Beyond that, the animal life in the Lamar and Hayden Valleys. Lighting for both is best early in the morning.
A *really* long lens is called for for most of the large wildlife. I'm just too much a tourist and low-budget camera-wise, 
so my wildlife shots were just memory-quality using an SX50.

Hope that helps. I'm sure you'll hear from others who have spent more time there.

P.S. hopebgrad08 posted while I was finishing, and agreed with all my thoughts - or I'm agreeing with theirs. Hope that helps reinforce the suggestions. 

Have fun!


----------



## TexPhoto (Jan 5, 2015)

There is actually a book called "Photographer's Guide to Yellowstone & the Tetons: 2nd Edition" I always check for this type of book before I travel. This one is $15 on Amazon. You might even pick one up used on eBay. So worth it. 

Another thing is to google pictures of both parks, select the ones you like and make a cheat sheet of photos. Pull it out when you need a little inspiration, or to show to a park ranger and say "where can I find this?"


----------



## Psyclone (Jan 6, 2015)

Be aware that spring in the Tetons is tough for photographers. I was there in late May 2014 and a lot of stuff was flooded due to runoff. 

Schwabacher's Landing was underwater. The River Road was too.

Wildlife activity (e.g. bears) kept a couple of other areas like Signal Mountain and the Patriarch Pine area closed.

The Lamar Valley in Yellowstone is excellent for wildlife. Norris Geyser Basin is also worth the trip.


----------



## tiger82 (Jan 6, 2015)

Psyclone said:


> Be aware that spring in the Tetons is tough for photographers. I was there in late May 2014 and a lot of stuff was flooded due to runoff.
> 
> Schwabacher's Landing was underwater. The River Road was too.
> 
> ...



I tought I mentioned early summer, as in late June, early July. Not May.

**Instructions to follow**
Write out, word for word, the stretch of the Yellowstone and Tetons photography thread from "## TexPhoto (Jan" through "Psyclone (Jan 6, 2015)".

**Source material**
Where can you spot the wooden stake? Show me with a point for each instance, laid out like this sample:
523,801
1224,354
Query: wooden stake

**Task result**
## TexPhoto (Jan 5, 2015)

There is actually a book called "Photographer's Guide to Yellowstone & the Tetons: 2nd Edition" I always check for this type of book before I travel. This one is $15 on Amazon. You might even pick one up used on eBay. So worth it. 

Another thing is to google pictures of both parks, select the ones you like and make a cheat sheet of photos. Pull it out when you need a little inspiration, or to show to a park ranger and say "where can I find this?"


----------



## Psyclone (Jan 6, 2015)